Work instructions: Transcribe each line exactly.

Supplied records:

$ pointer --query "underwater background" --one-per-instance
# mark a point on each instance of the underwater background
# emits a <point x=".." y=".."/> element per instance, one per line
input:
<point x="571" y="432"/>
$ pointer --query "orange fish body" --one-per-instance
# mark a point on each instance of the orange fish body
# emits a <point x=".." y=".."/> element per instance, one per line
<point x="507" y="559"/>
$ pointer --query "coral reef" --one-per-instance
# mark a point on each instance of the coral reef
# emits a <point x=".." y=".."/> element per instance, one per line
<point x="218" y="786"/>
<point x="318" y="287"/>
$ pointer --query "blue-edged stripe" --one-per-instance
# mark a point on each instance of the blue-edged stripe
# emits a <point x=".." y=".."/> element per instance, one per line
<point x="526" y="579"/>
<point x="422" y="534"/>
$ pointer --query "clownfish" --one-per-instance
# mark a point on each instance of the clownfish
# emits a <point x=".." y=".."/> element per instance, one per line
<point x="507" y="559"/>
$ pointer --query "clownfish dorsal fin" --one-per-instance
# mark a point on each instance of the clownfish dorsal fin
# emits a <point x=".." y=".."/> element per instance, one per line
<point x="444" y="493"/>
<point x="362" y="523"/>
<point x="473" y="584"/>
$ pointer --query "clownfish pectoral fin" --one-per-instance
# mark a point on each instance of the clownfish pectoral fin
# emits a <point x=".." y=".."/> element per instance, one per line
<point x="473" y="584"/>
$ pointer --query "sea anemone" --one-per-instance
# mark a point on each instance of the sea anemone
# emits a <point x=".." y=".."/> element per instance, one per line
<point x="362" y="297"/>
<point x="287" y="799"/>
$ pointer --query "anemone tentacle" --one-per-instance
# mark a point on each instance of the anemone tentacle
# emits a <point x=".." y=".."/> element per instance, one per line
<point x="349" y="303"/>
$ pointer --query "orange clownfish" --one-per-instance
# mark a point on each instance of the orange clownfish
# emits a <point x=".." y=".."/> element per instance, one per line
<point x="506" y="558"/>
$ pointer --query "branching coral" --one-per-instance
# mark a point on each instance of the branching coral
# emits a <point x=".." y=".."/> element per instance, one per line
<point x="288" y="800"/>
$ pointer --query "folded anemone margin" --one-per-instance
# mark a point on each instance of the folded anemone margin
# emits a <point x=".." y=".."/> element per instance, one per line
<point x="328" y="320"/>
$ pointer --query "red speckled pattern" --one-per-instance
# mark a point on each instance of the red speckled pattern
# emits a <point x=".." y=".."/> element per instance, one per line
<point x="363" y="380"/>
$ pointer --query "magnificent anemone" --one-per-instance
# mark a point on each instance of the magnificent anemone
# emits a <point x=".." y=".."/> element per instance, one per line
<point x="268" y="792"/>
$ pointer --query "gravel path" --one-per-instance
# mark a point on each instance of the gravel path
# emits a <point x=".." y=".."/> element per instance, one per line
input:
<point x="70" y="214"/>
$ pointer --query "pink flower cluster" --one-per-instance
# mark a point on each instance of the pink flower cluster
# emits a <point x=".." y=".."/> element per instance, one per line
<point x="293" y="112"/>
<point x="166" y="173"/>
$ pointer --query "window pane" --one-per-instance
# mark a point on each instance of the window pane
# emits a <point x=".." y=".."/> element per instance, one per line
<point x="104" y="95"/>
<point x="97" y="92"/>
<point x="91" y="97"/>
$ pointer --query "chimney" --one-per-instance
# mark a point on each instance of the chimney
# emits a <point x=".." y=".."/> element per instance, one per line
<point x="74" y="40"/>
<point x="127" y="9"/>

Correct answer:
$ pointer --query "underwater background" --one-per-instance
# mark a point on each instance of the underwater background
# emits a <point x=".." y=".."/> element per instance, one per line
input:
<point x="571" y="432"/>
$ pointer --query "orange fish body" --one-per-instance
# mark a point on each instance of the orange fish body
# emits a <point x=".." y=".."/> element per instance, one per line
<point x="507" y="559"/>
$ pointer --query "coral reef" --one-per-instance
# mark a point on each instance of the coral reef
# emits a <point x=".." y=".."/> element per instance, one per line
<point x="218" y="786"/>
<point x="318" y="287"/>
$ pointer --query "blue-edged stripe" --one-per-instance
# mark a point on each instance of the blue-edged stripe
# emits a <point x=".." y=".."/> element per instance, one per line
<point x="526" y="579"/>
<point x="422" y="534"/>
$ pointer --query "clownfish" --one-per-instance
# mark a point on each instance of the clownfish
# emits a <point x=".." y=".."/> element per instance, one per line
<point x="507" y="559"/>
$ pointer --query "clownfish dorsal fin" --one-per-instance
# mark a point on each instance of the clownfish dorsal fin
# emits a <point x=".." y=".."/> element per instance, one per line
<point x="444" y="493"/>
<point x="362" y="523"/>
<point x="473" y="584"/>
$ pointer --query "clownfish pectoral fin" --one-per-instance
# mark a point on each instance of the clownfish pectoral fin
# emits a <point x=".." y=".."/> element per instance, one per line
<point x="473" y="584"/>
$ pointer --query "sea anemone" --one-per-instance
# mark a point on each instance of the sea anemone
# emits a <point x=".." y=".."/> element per instance, one per line
<point x="362" y="297"/>
<point x="287" y="799"/>
$ pointer --query "anemone tentacle" --one-per-instance
# mark a point on each instance of the anemone tentacle
# emits a <point x=".." y=".."/> element per instance, one per line
<point x="349" y="303"/>
$ pointer --query "orange clownfish" --one-per-instance
# mark a point on each instance of the orange clownfish
# emits a <point x=".." y=".."/> element per instance, one per line
<point x="506" y="558"/>
$ pointer --query "branching coral" --one-per-instance
# mark a point on each instance of the branching coral
# emits a <point x=".." y=".."/> element per instance, one per line
<point x="288" y="800"/>
$ pointer --query "folded anemone margin" --one-per-instance
# mark a point on each instance of the folded anemone margin
# emits a <point x=".." y=".."/> element per instance, one per line
<point x="328" y="320"/>
$ pointer --query "red speckled pattern" --one-per-instance
# mark a point on each instance of the red speckled pattern
# emits a <point x=".." y=".."/> element per instance, one per line
<point x="363" y="380"/>
$ pointer --query "magnificent anemone" --one-per-instance
# mark a point on each instance of the magnificent anemone
# emits a <point x=".." y=".."/> element per instance, one per line
<point x="268" y="792"/>
$ pointer --query "gravel path" --one-per-instance
# mark a point on each instance of the gravel path
# emits a <point x=".." y=".."/> element per instance, one per line
input:
<point x="70" y="214"/>
$ pointer --query "pink flower cluster" --one-per-instance
# mark a point on each instance of the pink flower cluster
# emits a <point x=".." y=".."/> element per instance, one per line
<point x="293" y="112"/>
<point x="166" y="173"/>
$ pointer --query "window pane" --one-per-instance
# mark a point on each instance of the window pane
# emits a <point x=".." y=".."/> element per instance, one per line
<point x="104" y="95"/>
<point x="97" y="92"/>
<point x="91" y="97"/>
$ pointer --query "chimney" --one-per-instance
# mark a point on each instance of the chimney
# emits a <point x=".." y=".."/> element per instance, one per line
<point x="74" y="40"/>
<point x="127" y="9"/>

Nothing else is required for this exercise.